━━ EXERCISE INPUT ━━
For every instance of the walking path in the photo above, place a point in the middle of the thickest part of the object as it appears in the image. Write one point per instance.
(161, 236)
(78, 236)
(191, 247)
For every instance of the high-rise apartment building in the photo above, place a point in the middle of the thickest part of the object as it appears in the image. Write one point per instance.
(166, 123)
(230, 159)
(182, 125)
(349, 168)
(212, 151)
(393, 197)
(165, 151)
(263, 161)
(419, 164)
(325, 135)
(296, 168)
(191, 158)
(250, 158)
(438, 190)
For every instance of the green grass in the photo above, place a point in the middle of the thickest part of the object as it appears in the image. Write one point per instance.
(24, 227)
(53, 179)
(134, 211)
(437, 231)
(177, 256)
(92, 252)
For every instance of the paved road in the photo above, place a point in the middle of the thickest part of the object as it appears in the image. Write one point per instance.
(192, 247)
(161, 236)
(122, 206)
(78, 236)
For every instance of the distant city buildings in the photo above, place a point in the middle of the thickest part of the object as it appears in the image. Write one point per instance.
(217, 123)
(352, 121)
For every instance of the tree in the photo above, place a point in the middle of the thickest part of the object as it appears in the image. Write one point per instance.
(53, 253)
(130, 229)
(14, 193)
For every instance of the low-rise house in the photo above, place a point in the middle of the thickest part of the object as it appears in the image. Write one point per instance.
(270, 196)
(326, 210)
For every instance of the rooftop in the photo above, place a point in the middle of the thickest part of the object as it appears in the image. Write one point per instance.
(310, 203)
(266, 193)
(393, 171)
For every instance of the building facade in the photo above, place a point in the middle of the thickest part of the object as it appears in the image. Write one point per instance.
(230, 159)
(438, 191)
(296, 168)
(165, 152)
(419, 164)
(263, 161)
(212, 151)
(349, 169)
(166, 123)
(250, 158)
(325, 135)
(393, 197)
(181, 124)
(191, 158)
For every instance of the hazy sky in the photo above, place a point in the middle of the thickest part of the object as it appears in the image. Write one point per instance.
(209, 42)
━━━
■ AIM OF THE EXERCISE: Exactly and exclusively, repeat the lines from the line that contains "For every instance of the paved" through the end of the records, both ends included.

■ RESULT:
For every instance of the paved road in the photo above, place a point in the middle of the thickest part of the object as it appears in the image. Write one point per instance.
(192, 247)
(161, 236)
(122, 206)
(78, 236)
For every instance of the distant city buildings in the photo above, place a point in the middle of the thickest part of the object as it appears in the image. Write one point per instance.
(217, 123)
(352, 121)
For every instance of the tree in the photo above, place a point in the middle of the thickest part of the object as it appears in the image. Write one point per instance.
(53, 253)
(130, 229)
(14, 193)
For every instance of the low-rise house in the photo above, place a point in the middle of the thickest part of the object as it appears in the image. Write one point per instance.
(270, 196)
(326, 210)
For every instance of the rooftop in the photo above, place a point in the middle of the thickest part of the object as it appears in the image. Write one point per instance.
(310, 203)
(266, 193)
(393, 171)
For every instance of the building facade in the photo above, place a point in the middle of the thickest part of the object as it appears in the image. Write one point per instance.
(230, 159)
(438, 191)
(296, 168)
(165, 152)
(419, 164)
(263, 161)
(212, 151)
(349, 169)
(166, 123)
(250, 158)
(325, 135)
(393, 197)
(181, 124)
(191, 158)
For every instance of the hazy sky in the photo above, place a point in the middle of the thickest part of the object as it appears in the image. Write one point per instance.
(209, 42)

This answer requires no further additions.